━━━━━ GIVEN TEXT

Posted: May 26, 2005 7:19 PM
  Reply

Hi Link- I also think the adaptability of dance to change with society and to reflect issues that are current- allows it to reach more and younger audiences. The dancers and choreographres of today seem to be able to speak with a voice that reaches a broader range of humanity. AMT

Lane Czaplinski

Posts: 9
Registered: May 23, 2005
Re: Looking for dance in all the wrong places...
Posted: May 26, 2005 7:22 PM
  Reply

The physical body and the live experience of witnessing it move isn't necessarily threatened by a mediated experience via technology. In discussing the future of the form, it is clear to me that choreographers are more and more excited by the potential of technology to amplify the live experience, not take away from it.

Colin Rusch

Posts: 1,435
Registered: Oct 16, 2002
Re: Looking for dance in all the wrong places...

━━━━━━━━━━
━━━━━ RECORDED DATA

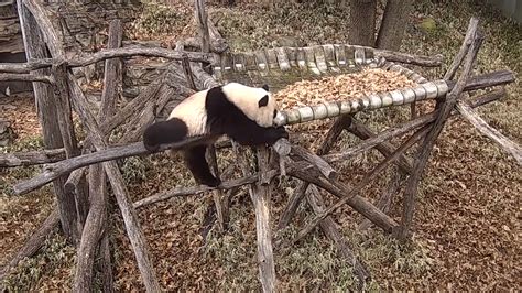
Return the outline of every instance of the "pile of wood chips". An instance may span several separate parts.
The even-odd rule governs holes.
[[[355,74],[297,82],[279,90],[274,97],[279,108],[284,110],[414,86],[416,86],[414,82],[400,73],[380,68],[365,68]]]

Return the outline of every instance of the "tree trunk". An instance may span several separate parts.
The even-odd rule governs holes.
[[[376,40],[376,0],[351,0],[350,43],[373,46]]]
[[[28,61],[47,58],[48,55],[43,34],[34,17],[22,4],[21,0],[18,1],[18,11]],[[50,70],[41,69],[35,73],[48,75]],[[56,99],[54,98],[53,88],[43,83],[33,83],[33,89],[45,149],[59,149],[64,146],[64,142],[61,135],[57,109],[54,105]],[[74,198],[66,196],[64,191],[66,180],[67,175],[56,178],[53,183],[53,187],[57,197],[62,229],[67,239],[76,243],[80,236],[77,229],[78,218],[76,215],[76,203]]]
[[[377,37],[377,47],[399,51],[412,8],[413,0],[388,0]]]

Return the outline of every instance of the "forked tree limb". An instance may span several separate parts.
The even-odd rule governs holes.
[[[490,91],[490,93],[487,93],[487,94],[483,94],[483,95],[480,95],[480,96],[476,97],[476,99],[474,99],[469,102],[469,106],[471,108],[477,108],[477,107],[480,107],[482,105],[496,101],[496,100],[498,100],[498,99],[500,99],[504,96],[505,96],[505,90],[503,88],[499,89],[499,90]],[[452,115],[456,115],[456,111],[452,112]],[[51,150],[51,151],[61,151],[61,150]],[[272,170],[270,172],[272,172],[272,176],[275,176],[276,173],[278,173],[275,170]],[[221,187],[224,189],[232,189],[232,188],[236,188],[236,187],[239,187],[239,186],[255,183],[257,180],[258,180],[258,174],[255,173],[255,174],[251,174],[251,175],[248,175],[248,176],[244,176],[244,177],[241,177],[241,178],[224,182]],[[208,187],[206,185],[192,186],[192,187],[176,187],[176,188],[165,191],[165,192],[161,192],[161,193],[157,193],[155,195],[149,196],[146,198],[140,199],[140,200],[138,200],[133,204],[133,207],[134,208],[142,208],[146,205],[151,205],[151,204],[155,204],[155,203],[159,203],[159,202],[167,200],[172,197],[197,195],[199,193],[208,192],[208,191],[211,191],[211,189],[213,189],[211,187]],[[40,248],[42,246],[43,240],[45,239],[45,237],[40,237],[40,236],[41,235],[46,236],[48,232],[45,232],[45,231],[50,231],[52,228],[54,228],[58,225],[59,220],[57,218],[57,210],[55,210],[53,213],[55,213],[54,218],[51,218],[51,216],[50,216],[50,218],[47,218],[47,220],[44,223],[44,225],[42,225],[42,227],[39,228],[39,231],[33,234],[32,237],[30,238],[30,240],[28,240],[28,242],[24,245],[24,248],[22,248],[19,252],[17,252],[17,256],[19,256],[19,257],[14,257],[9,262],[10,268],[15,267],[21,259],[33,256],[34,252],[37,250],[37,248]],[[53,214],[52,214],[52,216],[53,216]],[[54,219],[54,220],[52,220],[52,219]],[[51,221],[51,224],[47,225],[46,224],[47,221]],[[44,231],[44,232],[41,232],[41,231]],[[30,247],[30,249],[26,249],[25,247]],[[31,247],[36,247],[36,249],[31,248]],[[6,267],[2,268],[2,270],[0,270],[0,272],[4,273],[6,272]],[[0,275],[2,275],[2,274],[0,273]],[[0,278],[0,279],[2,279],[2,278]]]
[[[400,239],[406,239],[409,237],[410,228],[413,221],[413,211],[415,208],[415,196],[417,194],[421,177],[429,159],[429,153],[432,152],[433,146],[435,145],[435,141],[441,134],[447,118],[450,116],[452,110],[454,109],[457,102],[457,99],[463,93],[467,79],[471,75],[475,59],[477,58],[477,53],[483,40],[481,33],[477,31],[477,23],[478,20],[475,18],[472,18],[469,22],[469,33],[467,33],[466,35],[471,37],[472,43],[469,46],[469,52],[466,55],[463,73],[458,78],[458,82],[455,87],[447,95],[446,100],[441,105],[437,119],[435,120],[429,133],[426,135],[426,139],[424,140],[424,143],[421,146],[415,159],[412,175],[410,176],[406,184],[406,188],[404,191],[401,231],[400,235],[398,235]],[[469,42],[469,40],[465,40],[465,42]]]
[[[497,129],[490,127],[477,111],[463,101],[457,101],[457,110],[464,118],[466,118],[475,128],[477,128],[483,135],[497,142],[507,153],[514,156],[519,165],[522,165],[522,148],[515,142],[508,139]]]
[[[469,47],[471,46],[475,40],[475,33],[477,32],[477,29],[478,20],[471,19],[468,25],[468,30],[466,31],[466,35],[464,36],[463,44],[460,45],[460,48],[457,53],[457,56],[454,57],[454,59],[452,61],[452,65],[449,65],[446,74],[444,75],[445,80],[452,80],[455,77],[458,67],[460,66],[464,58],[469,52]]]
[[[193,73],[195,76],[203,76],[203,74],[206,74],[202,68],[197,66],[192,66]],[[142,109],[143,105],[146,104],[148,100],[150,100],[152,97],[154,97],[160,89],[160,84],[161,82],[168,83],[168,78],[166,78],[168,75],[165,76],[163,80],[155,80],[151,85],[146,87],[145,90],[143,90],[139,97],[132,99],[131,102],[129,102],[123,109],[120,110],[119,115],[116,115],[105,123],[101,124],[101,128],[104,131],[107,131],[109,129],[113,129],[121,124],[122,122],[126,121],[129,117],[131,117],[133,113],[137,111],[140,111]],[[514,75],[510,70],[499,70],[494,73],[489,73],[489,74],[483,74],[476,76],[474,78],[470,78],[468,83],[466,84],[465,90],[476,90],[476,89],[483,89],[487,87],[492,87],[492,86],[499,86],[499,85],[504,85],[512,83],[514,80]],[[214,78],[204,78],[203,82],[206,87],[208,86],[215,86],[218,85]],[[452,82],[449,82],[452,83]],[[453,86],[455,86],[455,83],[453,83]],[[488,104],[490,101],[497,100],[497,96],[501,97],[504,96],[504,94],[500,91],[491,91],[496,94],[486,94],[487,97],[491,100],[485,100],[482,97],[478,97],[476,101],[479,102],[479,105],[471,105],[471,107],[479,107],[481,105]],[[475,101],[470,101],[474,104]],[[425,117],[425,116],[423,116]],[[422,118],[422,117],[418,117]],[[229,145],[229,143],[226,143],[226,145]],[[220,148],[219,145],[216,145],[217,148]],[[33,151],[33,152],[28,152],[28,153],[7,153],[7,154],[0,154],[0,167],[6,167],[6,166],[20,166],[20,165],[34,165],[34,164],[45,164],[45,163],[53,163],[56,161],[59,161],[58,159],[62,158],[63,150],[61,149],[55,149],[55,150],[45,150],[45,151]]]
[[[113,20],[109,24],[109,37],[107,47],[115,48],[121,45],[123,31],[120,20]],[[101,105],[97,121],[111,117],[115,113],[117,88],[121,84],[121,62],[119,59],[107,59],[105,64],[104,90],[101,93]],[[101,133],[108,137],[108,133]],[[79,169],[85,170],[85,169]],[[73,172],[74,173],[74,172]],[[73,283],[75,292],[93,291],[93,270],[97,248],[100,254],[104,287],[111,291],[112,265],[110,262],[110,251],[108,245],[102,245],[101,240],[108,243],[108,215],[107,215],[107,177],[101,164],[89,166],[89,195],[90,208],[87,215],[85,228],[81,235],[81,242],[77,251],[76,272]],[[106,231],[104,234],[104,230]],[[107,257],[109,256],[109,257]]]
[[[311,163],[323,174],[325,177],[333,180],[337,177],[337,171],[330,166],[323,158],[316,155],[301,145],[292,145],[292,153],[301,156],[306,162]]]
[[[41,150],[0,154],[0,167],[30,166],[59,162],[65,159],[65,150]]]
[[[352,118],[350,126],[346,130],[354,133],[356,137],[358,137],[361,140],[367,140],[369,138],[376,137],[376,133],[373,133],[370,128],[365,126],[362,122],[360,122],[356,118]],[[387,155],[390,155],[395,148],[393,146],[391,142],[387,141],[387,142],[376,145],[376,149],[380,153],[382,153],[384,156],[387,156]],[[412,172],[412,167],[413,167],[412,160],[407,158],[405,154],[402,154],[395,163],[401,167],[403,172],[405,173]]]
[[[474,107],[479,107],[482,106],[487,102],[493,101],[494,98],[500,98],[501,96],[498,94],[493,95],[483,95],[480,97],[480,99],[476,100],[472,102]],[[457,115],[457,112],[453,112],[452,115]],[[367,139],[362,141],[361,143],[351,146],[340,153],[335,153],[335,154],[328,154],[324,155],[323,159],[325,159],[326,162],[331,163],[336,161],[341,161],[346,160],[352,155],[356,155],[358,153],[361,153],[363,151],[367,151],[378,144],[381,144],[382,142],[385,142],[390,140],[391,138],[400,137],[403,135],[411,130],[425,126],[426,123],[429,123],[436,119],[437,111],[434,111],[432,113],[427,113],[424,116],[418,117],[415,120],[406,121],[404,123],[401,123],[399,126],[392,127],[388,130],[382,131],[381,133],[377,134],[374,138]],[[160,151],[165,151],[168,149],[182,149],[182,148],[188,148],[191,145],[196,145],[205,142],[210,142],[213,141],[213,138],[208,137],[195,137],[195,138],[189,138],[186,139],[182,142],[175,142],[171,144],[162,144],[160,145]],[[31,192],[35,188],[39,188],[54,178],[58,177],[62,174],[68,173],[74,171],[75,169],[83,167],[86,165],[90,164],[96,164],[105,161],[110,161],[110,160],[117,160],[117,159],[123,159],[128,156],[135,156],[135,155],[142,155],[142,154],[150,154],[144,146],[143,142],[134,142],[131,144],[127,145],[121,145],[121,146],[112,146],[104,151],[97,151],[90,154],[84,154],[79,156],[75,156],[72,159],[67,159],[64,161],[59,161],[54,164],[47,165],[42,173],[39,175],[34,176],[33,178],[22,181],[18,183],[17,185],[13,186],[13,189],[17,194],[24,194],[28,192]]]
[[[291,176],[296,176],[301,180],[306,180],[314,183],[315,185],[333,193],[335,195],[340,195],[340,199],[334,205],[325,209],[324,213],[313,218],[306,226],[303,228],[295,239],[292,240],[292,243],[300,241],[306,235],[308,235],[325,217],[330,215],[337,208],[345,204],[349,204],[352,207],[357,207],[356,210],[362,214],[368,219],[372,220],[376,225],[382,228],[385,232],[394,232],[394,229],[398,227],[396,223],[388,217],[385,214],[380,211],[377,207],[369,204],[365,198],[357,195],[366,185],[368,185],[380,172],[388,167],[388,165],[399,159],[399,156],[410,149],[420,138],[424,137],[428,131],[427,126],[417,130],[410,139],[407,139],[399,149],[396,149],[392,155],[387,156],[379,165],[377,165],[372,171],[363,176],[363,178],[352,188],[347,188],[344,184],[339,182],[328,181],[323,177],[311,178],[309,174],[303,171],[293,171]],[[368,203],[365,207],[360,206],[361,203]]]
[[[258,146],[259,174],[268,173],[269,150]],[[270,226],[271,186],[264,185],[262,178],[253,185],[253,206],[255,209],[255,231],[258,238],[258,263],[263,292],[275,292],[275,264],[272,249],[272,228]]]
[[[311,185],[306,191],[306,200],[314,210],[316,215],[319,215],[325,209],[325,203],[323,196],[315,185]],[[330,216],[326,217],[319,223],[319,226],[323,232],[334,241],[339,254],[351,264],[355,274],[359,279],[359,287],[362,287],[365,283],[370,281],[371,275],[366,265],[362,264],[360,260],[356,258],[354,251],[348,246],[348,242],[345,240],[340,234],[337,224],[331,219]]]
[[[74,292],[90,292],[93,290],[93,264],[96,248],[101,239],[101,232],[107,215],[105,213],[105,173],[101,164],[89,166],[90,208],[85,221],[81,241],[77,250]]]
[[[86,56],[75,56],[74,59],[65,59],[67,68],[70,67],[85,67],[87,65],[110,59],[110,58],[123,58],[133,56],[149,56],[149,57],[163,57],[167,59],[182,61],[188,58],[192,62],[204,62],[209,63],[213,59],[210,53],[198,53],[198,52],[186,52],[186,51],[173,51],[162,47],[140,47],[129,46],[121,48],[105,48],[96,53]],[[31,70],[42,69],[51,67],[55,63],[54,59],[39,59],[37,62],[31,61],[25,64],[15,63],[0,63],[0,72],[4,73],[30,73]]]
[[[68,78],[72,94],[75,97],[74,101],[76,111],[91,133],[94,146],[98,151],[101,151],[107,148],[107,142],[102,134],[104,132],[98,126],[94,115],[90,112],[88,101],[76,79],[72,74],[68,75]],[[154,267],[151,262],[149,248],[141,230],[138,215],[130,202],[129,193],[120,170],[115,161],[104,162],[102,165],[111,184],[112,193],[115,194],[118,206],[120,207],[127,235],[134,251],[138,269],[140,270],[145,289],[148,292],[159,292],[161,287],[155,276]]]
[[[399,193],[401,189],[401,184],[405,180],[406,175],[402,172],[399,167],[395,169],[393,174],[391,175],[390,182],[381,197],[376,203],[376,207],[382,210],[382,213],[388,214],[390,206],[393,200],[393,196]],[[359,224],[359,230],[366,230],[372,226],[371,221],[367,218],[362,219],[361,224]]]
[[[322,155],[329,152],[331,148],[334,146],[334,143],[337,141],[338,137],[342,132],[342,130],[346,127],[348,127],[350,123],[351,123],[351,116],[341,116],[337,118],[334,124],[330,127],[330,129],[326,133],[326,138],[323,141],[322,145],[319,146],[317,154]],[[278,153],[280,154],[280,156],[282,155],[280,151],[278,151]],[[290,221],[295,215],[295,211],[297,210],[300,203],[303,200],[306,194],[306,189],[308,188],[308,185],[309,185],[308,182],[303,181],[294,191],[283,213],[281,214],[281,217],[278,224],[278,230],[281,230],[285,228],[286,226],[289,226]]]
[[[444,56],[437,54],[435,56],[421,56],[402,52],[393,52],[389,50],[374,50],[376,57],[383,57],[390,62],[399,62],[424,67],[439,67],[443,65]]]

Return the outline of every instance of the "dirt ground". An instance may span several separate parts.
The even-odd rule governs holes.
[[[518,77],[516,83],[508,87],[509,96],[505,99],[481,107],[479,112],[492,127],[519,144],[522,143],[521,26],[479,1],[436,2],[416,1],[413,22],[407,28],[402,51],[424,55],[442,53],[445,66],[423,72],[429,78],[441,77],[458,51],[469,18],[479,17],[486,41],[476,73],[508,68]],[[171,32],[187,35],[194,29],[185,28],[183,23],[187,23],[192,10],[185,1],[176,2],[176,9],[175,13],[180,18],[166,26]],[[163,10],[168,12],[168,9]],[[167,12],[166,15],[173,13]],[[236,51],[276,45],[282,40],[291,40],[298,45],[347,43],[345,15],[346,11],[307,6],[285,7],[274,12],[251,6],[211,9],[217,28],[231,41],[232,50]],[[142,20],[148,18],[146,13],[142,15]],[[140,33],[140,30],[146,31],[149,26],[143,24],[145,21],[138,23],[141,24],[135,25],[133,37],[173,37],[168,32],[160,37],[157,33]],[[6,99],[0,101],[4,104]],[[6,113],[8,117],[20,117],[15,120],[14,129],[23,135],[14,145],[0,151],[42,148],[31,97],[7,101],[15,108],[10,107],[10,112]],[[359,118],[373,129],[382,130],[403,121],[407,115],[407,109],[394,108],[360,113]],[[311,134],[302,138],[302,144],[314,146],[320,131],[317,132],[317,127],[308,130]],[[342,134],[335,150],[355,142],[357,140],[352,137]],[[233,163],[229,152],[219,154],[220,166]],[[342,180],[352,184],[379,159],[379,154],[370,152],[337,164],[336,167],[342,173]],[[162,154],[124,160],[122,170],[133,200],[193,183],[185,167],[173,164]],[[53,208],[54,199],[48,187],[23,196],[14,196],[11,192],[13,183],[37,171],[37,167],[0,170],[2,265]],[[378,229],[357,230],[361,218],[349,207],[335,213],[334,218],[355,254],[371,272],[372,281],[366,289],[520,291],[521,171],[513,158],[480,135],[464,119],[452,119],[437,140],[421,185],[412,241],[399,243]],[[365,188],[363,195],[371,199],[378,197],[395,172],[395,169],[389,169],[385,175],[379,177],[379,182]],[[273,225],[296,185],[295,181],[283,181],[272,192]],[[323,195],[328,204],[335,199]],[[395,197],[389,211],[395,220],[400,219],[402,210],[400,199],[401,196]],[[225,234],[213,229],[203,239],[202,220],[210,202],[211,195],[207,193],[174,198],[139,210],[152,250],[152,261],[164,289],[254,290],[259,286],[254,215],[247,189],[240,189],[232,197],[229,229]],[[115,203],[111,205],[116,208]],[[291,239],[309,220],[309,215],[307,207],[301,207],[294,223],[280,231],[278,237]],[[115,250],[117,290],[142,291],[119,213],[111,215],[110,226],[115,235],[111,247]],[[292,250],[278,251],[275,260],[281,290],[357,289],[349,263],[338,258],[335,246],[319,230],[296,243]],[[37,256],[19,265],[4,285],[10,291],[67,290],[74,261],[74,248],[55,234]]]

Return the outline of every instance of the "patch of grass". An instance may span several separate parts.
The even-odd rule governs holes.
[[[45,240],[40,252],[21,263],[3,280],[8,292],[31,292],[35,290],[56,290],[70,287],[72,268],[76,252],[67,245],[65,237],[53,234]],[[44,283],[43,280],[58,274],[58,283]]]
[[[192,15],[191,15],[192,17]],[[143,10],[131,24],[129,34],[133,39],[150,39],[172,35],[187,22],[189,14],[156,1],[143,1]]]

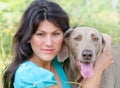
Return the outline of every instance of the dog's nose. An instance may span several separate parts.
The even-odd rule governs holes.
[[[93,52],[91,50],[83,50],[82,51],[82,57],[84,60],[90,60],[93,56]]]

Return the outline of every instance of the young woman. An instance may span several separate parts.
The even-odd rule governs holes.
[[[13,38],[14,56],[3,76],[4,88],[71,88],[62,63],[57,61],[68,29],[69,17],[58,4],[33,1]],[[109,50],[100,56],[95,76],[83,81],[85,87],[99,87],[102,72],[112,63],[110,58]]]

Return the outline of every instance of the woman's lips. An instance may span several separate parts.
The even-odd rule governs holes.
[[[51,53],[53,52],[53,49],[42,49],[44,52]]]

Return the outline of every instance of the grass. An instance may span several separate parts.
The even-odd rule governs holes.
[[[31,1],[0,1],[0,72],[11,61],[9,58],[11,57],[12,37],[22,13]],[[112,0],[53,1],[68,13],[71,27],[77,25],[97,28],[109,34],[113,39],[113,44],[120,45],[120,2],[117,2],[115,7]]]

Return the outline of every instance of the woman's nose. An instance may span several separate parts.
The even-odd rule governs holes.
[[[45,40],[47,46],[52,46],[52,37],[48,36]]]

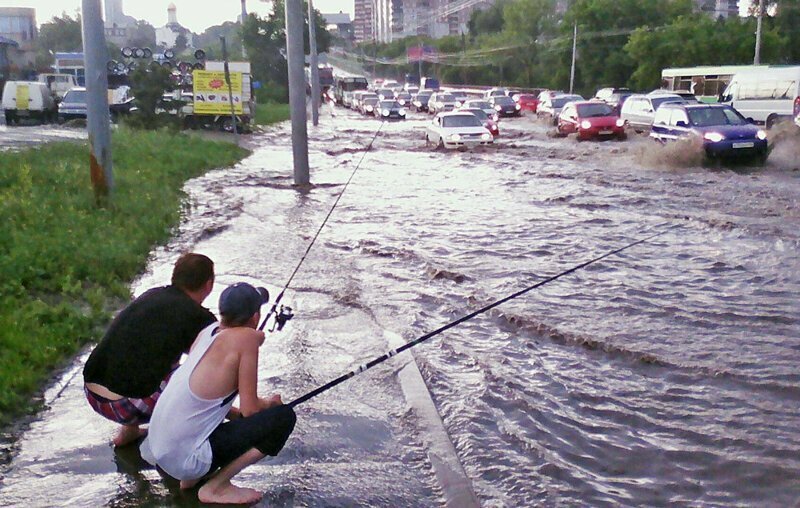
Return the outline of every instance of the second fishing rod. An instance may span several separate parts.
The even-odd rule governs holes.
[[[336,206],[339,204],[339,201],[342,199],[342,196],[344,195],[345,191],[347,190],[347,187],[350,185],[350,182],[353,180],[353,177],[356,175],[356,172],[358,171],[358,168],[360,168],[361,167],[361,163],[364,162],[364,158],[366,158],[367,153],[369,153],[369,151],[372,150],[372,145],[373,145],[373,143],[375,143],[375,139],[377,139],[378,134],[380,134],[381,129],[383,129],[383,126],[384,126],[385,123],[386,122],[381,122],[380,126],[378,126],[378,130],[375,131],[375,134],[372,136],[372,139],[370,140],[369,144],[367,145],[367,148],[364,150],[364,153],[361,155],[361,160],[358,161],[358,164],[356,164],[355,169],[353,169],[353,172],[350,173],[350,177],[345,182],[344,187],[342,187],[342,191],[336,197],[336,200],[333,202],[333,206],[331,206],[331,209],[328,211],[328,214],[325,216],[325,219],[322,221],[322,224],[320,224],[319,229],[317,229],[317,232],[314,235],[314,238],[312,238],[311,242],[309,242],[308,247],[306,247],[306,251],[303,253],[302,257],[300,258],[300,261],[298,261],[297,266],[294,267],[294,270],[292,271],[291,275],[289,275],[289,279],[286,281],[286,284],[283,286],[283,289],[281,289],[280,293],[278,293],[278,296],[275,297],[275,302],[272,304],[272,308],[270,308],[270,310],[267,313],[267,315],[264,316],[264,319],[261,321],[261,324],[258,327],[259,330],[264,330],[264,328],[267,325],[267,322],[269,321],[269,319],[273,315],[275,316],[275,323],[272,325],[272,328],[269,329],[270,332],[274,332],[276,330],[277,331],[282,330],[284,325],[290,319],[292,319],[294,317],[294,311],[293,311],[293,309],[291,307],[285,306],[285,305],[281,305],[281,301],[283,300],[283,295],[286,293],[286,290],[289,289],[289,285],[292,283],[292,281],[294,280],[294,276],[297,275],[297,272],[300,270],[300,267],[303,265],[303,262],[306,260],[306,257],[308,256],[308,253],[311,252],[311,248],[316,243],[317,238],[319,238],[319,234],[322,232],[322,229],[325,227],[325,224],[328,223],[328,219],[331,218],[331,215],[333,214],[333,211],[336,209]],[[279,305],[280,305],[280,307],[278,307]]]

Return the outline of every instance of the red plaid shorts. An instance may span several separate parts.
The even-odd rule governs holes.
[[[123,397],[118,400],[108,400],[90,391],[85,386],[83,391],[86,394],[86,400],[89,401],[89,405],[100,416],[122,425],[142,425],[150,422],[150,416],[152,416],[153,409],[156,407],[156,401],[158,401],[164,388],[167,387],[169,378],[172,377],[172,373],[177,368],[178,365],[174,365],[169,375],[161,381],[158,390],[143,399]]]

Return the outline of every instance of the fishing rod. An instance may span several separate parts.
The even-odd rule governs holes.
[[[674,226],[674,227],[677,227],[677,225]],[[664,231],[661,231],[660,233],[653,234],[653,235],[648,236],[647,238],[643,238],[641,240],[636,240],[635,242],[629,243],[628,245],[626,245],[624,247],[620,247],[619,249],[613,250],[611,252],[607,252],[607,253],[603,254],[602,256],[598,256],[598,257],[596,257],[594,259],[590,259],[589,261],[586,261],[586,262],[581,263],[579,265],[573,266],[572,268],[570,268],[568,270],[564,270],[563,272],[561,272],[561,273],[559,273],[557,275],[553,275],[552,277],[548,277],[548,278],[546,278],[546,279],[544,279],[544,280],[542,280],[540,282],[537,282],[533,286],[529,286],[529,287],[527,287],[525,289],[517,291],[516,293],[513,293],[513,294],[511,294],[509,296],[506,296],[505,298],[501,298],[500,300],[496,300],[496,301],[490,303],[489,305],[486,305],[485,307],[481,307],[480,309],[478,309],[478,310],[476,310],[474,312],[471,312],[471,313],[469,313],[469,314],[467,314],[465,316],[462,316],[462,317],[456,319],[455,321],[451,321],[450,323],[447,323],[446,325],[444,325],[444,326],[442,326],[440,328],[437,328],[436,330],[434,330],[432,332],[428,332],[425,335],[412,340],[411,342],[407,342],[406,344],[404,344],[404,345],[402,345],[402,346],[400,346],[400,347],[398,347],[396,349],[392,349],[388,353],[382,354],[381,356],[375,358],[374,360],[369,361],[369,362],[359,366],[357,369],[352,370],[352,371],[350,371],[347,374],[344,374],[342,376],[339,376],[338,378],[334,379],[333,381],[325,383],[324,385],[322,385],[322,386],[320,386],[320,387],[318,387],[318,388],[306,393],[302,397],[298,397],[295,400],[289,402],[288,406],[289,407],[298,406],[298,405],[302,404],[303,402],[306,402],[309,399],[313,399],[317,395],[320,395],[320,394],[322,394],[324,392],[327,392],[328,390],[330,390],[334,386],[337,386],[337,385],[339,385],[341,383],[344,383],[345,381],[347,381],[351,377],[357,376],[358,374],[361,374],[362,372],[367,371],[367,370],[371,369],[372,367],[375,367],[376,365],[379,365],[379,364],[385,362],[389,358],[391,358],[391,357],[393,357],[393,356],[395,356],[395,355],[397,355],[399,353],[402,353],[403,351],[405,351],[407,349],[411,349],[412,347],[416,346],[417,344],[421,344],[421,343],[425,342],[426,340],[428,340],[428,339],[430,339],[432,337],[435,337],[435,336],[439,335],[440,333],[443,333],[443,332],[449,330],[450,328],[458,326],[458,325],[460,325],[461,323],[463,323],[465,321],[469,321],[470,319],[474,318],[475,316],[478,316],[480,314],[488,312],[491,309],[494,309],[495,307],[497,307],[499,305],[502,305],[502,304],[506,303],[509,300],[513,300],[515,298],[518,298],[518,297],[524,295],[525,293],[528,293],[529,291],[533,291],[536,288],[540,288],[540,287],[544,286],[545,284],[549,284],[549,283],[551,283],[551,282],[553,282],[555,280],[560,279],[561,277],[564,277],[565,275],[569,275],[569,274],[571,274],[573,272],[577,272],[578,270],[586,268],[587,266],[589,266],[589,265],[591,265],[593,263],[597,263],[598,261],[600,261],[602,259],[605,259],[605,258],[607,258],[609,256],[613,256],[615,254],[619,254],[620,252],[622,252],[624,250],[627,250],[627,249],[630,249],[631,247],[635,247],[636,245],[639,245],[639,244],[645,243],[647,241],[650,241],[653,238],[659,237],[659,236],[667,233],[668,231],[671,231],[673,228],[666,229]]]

━━━━━━━━━━

=== GIVEN EXERCISE ===
According to the dance forum thread, what are choreographers more and more excited by? The records have no role in this.

=== TASK RESULT ===
The potential of technology to amplify the live experience, not take away from it.